--- START Source records ---

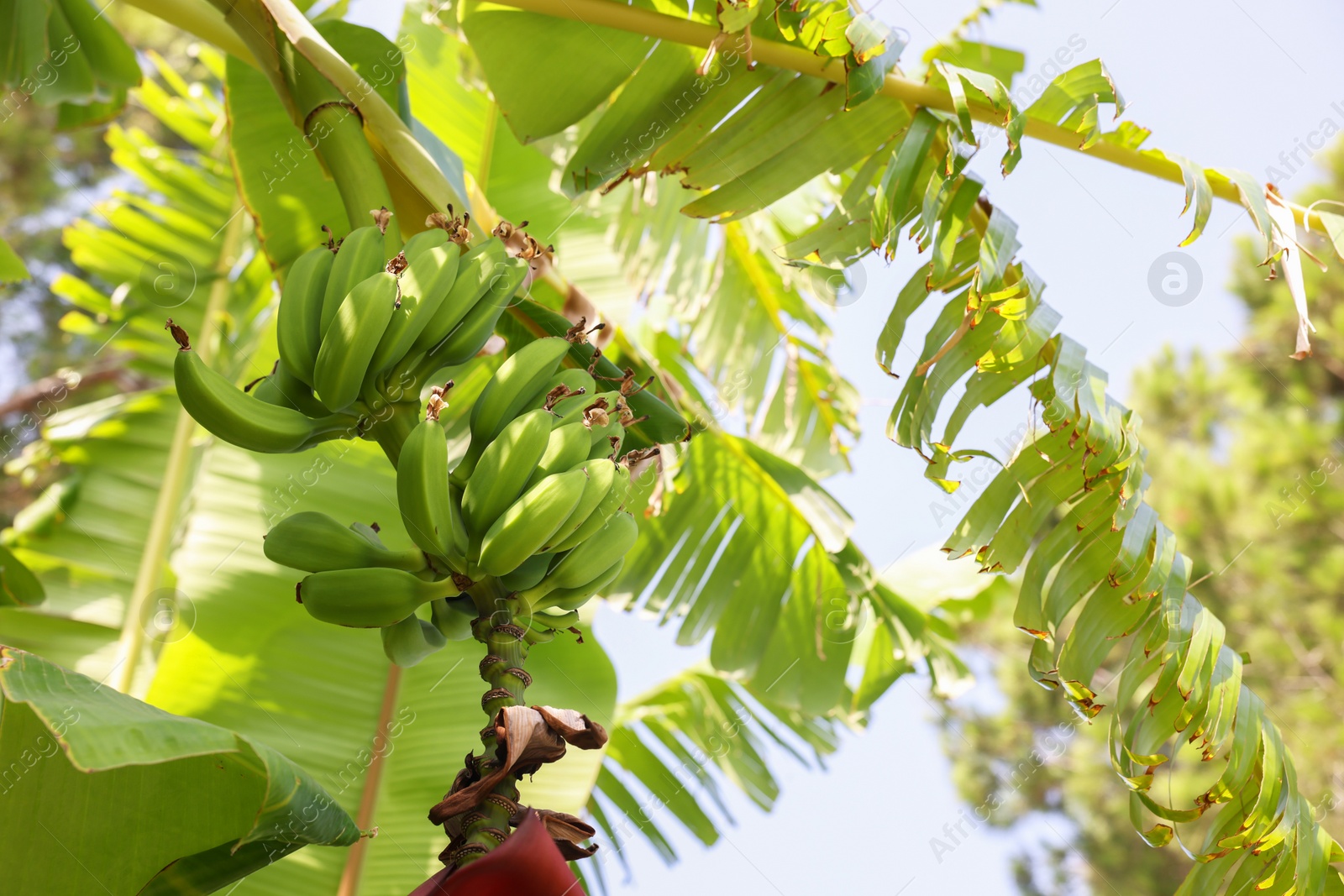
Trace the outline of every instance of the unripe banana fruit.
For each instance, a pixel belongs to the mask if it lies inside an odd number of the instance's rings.
[[[505,575],[540,551],[574,512],[586,481],[583,470],[570,470],[548,476],[530,488],[485,533],[477,563],[480,570],[488,575]]]
[[[173,359],[173,383],[181,406],[198,423],[249,451],[300,451],[324,439],[352,435],[356,429],[355,418],[347,414],[312,419],[290,407],[258,402],[206,367],[190,348]]]
[[[542,392],[569,349],[566,339],[548,336],[528,343],[504,359],[472,406],[472,449],[477,457]],[[470,454],[469,450],[468,457]]]
[[[555,533],[555,543],[547,545],[548,551],[562,553],[587,541],[625,506],[630,494],[630,477],[612,461],[606,458],[589,461],[583,467],[589,474],[583,497],[574,508],[574,516]]]
[[[540,482],[548,476],[570,470],[575,463],[587,459],[591,439],[582,426],[559,426],[551,430],[551,438],[546,442],[546,451],[536,462],[536,472],[532,474],[534,482]]]
[[[383,254],[383,232],[376,227],[356,227],[340,242],[327,277],[327,289],[323,290],[323,316],[317,325],[321,339],[327,339],[327,330],[336,320],[336,310],[349,296],[349,290],[383,270],[384,265],[387,255]]]
[[[448,334],[462,322],[468,312],[476,308],[476,304],[485,296],[495,277],[495,266],[501,263],[507,257],[504,243],[497,239],[487,239],[461,253],[453,286],[448,290],[448,296],[444,297],[444,301],[435,309],[425,329],[411,343],[411,355],[427,352],[448,339]]]
[[[470,598],[439,598],[430,603],[430,619],[434,627],[449,641],[466,641],[472,637],[472,621],[476,618],[476,604]]]
[[[314,619],[353,629],[394,625],[422,603],[456,592],[452,582],[378,567],[314,572],[298,584],[298,599]]]
[[[606,570],[599,572],[598,576],[591,582],[581,584],[577,588],[555,588],[548,594],[546,594],[544,596],[539,598],[534,609],[578,610],[590,599],[593,599],[593,595],[599,594],[609,584],[616,582],[616,578],[621,575],[621,568],[624,566],[625,566],[625,557],[621,557],[620,560],[609,566]]]
[[[462,490],[462,524],[473,541],[478,543],[495,520],[523,493],[550,437],[550,414],[542,410],[528,411],[505,426],[481,454]]]
[[[325,246],[309,250],[289,266],[276,313],[280,363],[290,376],[313,384],[313,364],[321,345],[323,297],[336,257]]]
[[[406,532],[426,553],[460,557],[454,543],[457,508],[448,493],[448,437],[434,419],[421,420],[402,443],[396,459],[396,504]]]
[[[419,572],[425,568],[425,555],[418,549],[388,551],[316,510],[285,517],[263,537],[262,551],[267,559],[306,572],[360,567]]]
[[[341,410],[359,400],[368,364],[395,310],[396,277],[388,271],[367,277],[349,290],[323,336],[313,367],[313,388],[323,404]]]
[[[621,512],[606,521],[598,532],[560,557],[540,584],[531,588],[577,588],[587,584],[599,572],[625,557],[640,535],[640,525],[629,513]]]
[[[554,559],[550,553],[534,553],[523,560],[516,570],[501,575],[500,584],[508,591],[526,591],[546,578],[546,571],[551,568]]]
[[[465,364],[476,357],[499,324],[504,310],[513,300],[513,293],[527,278],[527,262],[520,258],[505,258],[496,265],[496,273],[489,278],[485,293],[462,317],[452,333],[434,345],[425,356],[425,364],[439,369]],[[446,304],[446,302],[445,302]]]
[[[410,669],[448,643],[448,638],[438,629],[414,613],[395,625],[386,626],[380,634],[383,654],[402,669]]]
[[[564,388],[560,390],[560,386]],[[591,402],[595,394],[597,382],[591,373],[579,367],[564,367],[547,380],[546,386],[542,387],[542,394],[532,399],[527,410],[532,411],[544,407],[550,402],[555,416],[563,418],[574,408],[583,407]]]
[[[426,231],[448,234],[441,230]],[[413,239],[418,239],[417,234]],[[415,339],[425,332],[430,320],[444,304],[453,281],[457,279],[457,266],[462,258],[457,243],[410,243],[402,253],[406,257],[406,270],[401,275],[401,305],[392,312],[392,318],[383,332],[378,349],[368,363],[368,376],[383,373],[411,349]]]
[[[258,402],[292,407],[312,418],[331,414],[313,395],[312,387],[290,373],[284,364],[277,364],[274,371],[251,388],[250,395]]]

--- END Source records ---

__Given task__
Restate the full listing verbatim and drop every picture.

__Full output__
Trace the outline of every instance of the unripe banana fruit.
For each instance, a pixel belongs to the mask if it lies inside an odd number of the instance's rings.
[[[505,575],[540,551],[574,512],[586,481],[583,470],[570,470],[548,476],[530,488],[485,533],[477,563],[480,570],[488,575]]]
[[[173,359],[173,383],[181,406],[198,423],[249,451],[300,451],[324,439],[352,435],[356,429],[355,418],[347,414],[312,419],[290,407],[258,402],[206,367],[190,348]]]
[[[542,392],[569,349],[566,339],[548,336],[528,343],[504,359],[472,406],[472,449],[477,457]],[[470,454],[469,450],[468,457]]]
[[[555,533],[555,543],[547,545],[548,551],[562,553],[587,541],[625,506],[630,494],[630,477],[612,461],[606,458],[589,461],[583,467],[589,474],[583,497],[574,508],[574,516]]]
[[[540,482],[548,476],[570,470],[575,463],[587,459],[591,439],[582,426],[559,426],[551,430],[551,438],[546,442],[546,451],[536,462],[536,472],[532,474],[534,482]]]
[[[383,254],[383,232],[376,227],[356,227],[340,242],[327,277],[327,289],[323,290],[323,316],[317,325],[321,339],[327,339],[327,330],[336,320],[336,310],[349,296],[349,290],[383,270],[384,265],[387,255]]]
[[[448,334],[462,322],[468,312],[476,308],[476,304],[485,296],[495,277],[495,266],[501,263],[507,257],[504,243],[497,239],[487,239],[461,253],[453,286],[448,290],[448,296],[444,297],[444,301],[435,309],[425,329],[411,343],[411,355],[427,352],[448,339]]]
[[[470,598],[439,598],[430,603],[430,619],[434,627],[449,641],[466,641],[472,637],[472,621],[476,618],[476,604]]]
[[[314,619],[353,629],[394,625],[422,603],[456,592],[452,582],[378,567],[314,572],[298,584],[298,599]]]
[[[606,570],[599,572],[598,576],[591,582],[581,584],[577,588],[555,588],[548,594],[546,594],[544,596],[539,598],[534,609],[578,610],[590,599],[593,599],[593,595],[599,594],[609,584],[616,582],[616,578],[621,575],[621,568],[624,566],[625,566],[625,557],[621,557],[620,560],[609,566]]]
[[[462,490],[462,524],[473,541],[478,543],[495,520],[523,493],[550,437],[550,414],[542,410],[528,411],[505,426],[481,454]]]
[[[325,246],[309,250],[289,266],[276,313],[280,363],[290,376],[313,384],[313,364],[321,345],[323,297],[336,257]]]
[[[406,532],[426,553],[460,557],[454,543],[457,508],[448,493],[448,437],[434,419],[421,420],[402,443],[396,459],[396,504]]]
[[[419,572],[425,568],[425,555],[418,549],[388,551],[316,510],[285,517],[263,537],[262,551],[267,559],[306,572],[360,567]]]
[[[341,410],[359,400],[368,364],[395,310],[396,277],[388,271],[367,277],[349,290],[323,336],[313,367],[313,388],[323,404]]]
[[[621,512],[606,521],[598,532],[560,557],[540,584],[531,588],[577,588],[587,584],[599,572],[625,557],[640,535],[640,525],[629,513]]]
[[[554,559],[550,553],[534,553],[523,560],[516,570],[501,575],[500,584],[508,591],[526,591],[546,578],[546,571],[551,568]]]
[[[465,364],[476,357],[499,324],[504,310],[513,300],[513,293],[527,278],[527,262],[520,258],[505,258],[496,265],[496,273],[489,278],[485,293],[462,317],[452,333],[434,345],[425,356],[425,364],[439,369]],[[446,304],[446,302],[445,302]]]
[[[410,669],[448,643],[448,638],[438,629],[414,613],[395,625],[386,626],[380,634],[383,654],[402,669]]]
[[[564,388],[560,390],[560,386]],[[591,402],[595,394],[597,382],[591,373],[579,367],[564,367],[547,380],[546,386],[542,387],[542,394],[532,399],[527,410],[532,411],[544,407],[550,402],[555,416],[563,418],[574,408],[583,407]]]
[[[426,231],[448,234],[441,230]],[[413,239],[418,239],[417,234]],[[415,339],[425,332],[430,320],[444,304],[453,281],[457,279],[457,266],[462,258],[457,243],[410,243],[402,253],[406,257],[406,270],[401,275],[401,305],[392,312],[392,318],[383,332],[378,349],[368,363],[368,376],[383,373],[411,349]]]
[[[258,402],[292,407],[312,418],[331,414],[313,395],[312,387],[290,373],[284,364],[277,364],[274,371],[251,388],[250,395]]]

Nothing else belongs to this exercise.